[Begin]
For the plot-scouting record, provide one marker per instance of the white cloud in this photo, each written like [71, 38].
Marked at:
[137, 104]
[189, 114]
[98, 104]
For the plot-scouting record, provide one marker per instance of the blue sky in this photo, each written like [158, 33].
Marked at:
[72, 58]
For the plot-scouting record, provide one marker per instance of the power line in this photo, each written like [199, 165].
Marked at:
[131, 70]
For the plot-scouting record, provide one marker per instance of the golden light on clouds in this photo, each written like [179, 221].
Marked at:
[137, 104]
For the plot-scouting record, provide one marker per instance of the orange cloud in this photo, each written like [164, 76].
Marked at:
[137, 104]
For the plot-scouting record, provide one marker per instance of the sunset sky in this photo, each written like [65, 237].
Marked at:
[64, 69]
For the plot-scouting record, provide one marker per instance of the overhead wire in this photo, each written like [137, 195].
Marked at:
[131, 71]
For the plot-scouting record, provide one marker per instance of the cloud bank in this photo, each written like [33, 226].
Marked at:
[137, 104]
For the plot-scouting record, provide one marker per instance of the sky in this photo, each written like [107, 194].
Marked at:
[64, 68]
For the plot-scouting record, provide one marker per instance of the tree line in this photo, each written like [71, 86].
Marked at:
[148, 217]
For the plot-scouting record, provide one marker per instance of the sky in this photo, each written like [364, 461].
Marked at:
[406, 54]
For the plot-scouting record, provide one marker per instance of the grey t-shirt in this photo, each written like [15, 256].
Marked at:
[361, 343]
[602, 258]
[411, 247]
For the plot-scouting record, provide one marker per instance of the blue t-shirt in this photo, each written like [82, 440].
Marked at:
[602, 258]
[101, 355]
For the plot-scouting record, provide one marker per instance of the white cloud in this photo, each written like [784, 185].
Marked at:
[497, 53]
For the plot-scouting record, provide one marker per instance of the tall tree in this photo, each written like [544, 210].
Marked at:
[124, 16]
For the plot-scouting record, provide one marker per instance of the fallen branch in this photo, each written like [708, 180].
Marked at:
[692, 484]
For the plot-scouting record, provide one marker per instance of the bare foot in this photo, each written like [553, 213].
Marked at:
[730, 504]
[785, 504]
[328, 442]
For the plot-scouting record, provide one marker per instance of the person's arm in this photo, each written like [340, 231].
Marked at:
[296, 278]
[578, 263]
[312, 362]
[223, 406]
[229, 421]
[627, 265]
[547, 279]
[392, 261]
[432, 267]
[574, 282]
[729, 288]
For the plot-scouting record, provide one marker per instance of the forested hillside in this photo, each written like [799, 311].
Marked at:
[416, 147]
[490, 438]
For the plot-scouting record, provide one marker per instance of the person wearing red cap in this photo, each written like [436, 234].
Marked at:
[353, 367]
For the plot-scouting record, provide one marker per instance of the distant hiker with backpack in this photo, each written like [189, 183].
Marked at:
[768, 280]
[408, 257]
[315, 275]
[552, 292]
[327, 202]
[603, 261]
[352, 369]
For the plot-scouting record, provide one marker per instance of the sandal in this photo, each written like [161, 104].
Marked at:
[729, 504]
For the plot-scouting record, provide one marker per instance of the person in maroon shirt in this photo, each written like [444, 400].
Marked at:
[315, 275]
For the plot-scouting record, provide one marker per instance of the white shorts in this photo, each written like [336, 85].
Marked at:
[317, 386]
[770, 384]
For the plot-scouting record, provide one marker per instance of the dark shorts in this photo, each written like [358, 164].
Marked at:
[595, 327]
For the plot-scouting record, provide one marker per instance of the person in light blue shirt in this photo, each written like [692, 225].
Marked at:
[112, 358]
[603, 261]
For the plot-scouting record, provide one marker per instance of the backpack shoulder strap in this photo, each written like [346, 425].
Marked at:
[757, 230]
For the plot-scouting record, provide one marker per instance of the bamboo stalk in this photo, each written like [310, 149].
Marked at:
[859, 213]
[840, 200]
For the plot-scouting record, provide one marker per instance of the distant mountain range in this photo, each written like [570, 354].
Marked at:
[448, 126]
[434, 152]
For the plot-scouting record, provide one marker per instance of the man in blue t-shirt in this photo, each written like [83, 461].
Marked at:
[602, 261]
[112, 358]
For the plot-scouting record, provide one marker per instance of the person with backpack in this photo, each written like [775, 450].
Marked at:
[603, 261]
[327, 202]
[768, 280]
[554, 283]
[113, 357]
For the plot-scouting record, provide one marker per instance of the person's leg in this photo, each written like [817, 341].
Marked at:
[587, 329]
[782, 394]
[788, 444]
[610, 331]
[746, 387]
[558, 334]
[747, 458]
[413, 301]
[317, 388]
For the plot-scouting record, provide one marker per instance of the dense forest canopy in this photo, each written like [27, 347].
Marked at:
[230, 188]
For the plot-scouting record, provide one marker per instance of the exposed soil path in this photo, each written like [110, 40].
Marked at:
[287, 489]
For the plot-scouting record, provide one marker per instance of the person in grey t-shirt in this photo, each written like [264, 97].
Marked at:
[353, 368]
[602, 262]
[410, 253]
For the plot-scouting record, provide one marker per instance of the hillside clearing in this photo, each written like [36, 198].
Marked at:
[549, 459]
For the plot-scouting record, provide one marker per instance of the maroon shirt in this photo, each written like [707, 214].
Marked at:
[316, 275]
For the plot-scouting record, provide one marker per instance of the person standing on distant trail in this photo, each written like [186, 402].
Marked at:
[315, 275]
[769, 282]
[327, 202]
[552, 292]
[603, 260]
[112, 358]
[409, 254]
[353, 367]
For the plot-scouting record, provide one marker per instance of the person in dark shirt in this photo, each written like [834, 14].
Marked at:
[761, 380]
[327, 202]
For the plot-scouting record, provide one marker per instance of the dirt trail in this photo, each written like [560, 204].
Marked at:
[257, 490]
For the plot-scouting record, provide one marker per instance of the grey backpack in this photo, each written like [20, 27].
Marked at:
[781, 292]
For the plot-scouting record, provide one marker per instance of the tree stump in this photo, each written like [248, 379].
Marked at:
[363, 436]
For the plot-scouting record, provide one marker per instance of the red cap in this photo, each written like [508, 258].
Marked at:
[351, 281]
[End]
Copy all of the material word for word.

For the plot-scouting record, provide one marker per instance of the white cloud in this photo, each written like [71, 38].
Marked at:
[137, 104]
[189, 114]
[98, 104]
For the plot-scouting record, provide one marker per instance of the blue sky in this photo, each written like [158, 33].
Marked at:
[72, 58]
For the plot-scouting record, provide one marker per instance of the power line in this photo, each written like [199, 165].
Marked at:
[131, 70]
For the plot-scouting record, provide one marker per instance of the golden light on clouds in this photo, each written like [179, 221].
Marked at:
[137, 104]
For the plot-scouting record, provide one marker per instance of the orange cloud in this photo, each written like [164, 76].
Marked at:
[137, 104]
For the plot-scouting record, provide one marker per instance of the sunset sky in this photo, each written like [65, 237].
Marked at:
[64, 69]
For the plot-scouting record, provide one marker per instance of the overhead wire in this photo, each written like [137, 195].
Marked at:
[131, 71]
For the plot-scouting record, provide one marker per instance of the cloud bank in this photo, each written like [33, 226].
Marked at:
[137, 104]
For the plot-scouting record, provide one marker per instance of the sky in this photo, each written like [107, 194].
Marked at:
[64, 68]
For the plot-scouting record, provide one marker per instance of the tree line in this photo, each written like [71, 86].
Marked at:
[148, 217]
For the plot-scouting record, provide one marker per instance of the sky in this photo, each written like [364, 461].
Marked at:
[406, 54]
For the plot-scouting record, provide one marker per instance of the grey t-shirt in this photo, each written like [15, 256].
Marked at:
[361, 343]
[602, 258]
[411, 247]
For the plot-scouting record, provide one marker per instance of the blue t-shirt in this photo, each written like [82, 440].
Marked at:
[602, 258]
[101, 355]
For the plot-scouting record, provide one marker per instance of the white cloud in this photo, each written like [784, 185].
Marked at:
[497, 53]
For the plot-scouting record, provide one marker per instance of the tall tree in this photo, each written like [544, 210].
Marked at:
[124, 16]
For the plot-scouting record, provide one marker per instance of the fallen branch in this photo, each written like [708, 180].
Marked at:
[692, 484]
For the plot-scouting record, provide one marker per instance of the bare foot in this photo, each written like [553, 213].
Marked at:
[730, 504]
[785, 504]
[328, 442]
For the plot-scouting record, provide one marker per instance of the person's arm in this photo, each written like [340, 231].
Marked at:
[296, 278]
[578, 263]
[312, 362]
[223, 406]
[229, 421]
[627, 265]
[547, 279]
[392, 261]
[432, 267]
[574, 282]
[729, 288]
For the plot-scouting record, provide one marker per instance of the forested hillside in this photo, each written like [799, 311].
Marked at:
[416, 147]
[490, 438]
For the plot-scouting record, provide one marker per instance of the person wearing red cap in this photo, each written like [436, 234].
Marked at:
[353, 367]
For the plot-scouting record, provide one marker per instance of the distant hiker with backpack in this photo, each written like [189, 183].
Marked at:
[768, 280]
[408, 257]
[315, 275]
[552, 292]
[327, 202]
[603, 261]
[352, 369]
For the plot-scouting record, provide one marker per instance of the sandal in this photo, each written like [161, 104].
Marked at:
[729, 504]
For the plot-scouting record, provide one marker per instance of the person in maroon shirt in this photo, each written like [444, 400].
Marked at:
[315, 275]
For the plot-scouting record, provide one marker per instance of the white shorts in this photo, each written like [336, 85].
Marked at:
[317, 386]
[770, 384]
For the plot-scouting record, provide one marker per instance of the dark shorts in this photo, each written like [358, 164].
Marked at:
[595, 327]
For the plot-scouting record, provide one marker per instance of the person in light blue shirt in this photo, each written like [692, 225].
Marked at:
[112, 358]
[603, 261]
For the plot-scouting record, provide one marker per instance of the backpack shoulder strap in this photo, each written like [346, 425].
Marked at:
[757, 230]
For the plot-scouting record, provide one marker per instance of the bamboo stalk in this photo, each written like [310, 149].
Marked at:
[859, 213]
[840, 200]
For the plot-scouting record, provide one marker per instance of the distant mountain range in this photo, each written like [570, 354].
Marked at:
[448, 126]
[434, 152]
For the plot-scouting record, provide one marker per instance of the man in blue t-shirt in this photo, each written like [83, 461].
Marked at:
[602, 261]
[112, 358]
For the plot-scouting record, provide one marker per instance of the person with backpack in this photo, each written like [775, 450].
Marked at:
[603, 261]
[327, 202]
[768, 280]
[554, 283]
[113, 357]
For the plot-scouting record, provide one marker per instance of the person's leg in this photo, each written like [817, 341].
Marked at:
[587, 329]
[782, 394]
[788, 444]
[610, 331]
[746, 387]
[558, 334]
[747, 458]
[413, 301]
[317, 388]
For the plot-scouting record, provide one marker per instance of the dense forest canopy in this photo, each written like [27, 347].
Marked at:
[230, 188]
For the plot-scouting record, provide one marker per instance of the exposed soil path in this photo, each written like [110, 40].
Marked at:
[287, 489]
For the plot-scouting record, provide one marker per instance of the person in grey t-shirt in this photo, each written like [264, 97].
Marked at:
[353, 368]
[602, 262]
[410, 253]
For the plot-scouting record, provide one marker per instance of the hillside clearing in this photo, each written like [36, 198].
Marked at:
[549, 459]
For the plot-scouting record, provide one marker per instance of the maroon shirt in this photo, each written like [707, 214].
Marked at:
[316, 275]
For the plot-scouting record, provide one marker per instance of the person standing on distant trail in this photo, each written like [186, 402].
Marked at:
[315, 275]
[769, 282]
[327, 202]
[552, 292]
[603, 260]
[112, 358]
[409, 254]
[353, 367]
For the plot-scouting record, provide one marker per instance of the person in dark shirt in this photo, each written like [834, 14].
Marked at:
[761, 380]
[327, 202]
For the plot-scouting record, provide one marker per instance of the dirt trail in this photo, each written like [560, 204].
Marked at:
[257, 490]
For the plot-scouting record, provide one marker per instance of the grey backpack in this photo, each written like [20, 27].
Marked at:
[781, 292]
For the plot-scouting record, provide one marker per instance of the tree stump in this photo, each written like [248, 379].
Marked at:
[363, 436]
For the plot-scouting record, provide one marker per instance of the red cap in this photo, each written like [508, 258].
Marked at:
[351, 281]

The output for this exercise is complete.